Instruction - Recast the lines below as a Markdown table with a "Row" column numbering each row and a "Line" column holding the text, omitting any blank lines. Exclude the pictures from your answer.

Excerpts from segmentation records

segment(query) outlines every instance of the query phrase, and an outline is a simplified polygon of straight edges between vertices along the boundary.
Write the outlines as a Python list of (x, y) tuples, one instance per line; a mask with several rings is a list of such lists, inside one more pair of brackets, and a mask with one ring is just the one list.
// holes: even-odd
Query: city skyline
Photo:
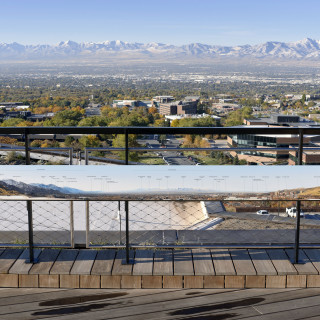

Expected output -
| Row | Line |
|---|---|
| 1 | segment(query) outlines every instance of the query phrase, and an outline is a simplified polygon of straight edges between vertices along the boundary. |
| 2 | Write the outlines as a Python list of (x, y) tuples, one instance per line; a mask with several rings is a list of such lists, inside one more pair of brackets, and a mask with one ring is just the one list. |
| 3 | // holes: even-odd |
| 4 | Query: city skyline |
| 5 | Photo: |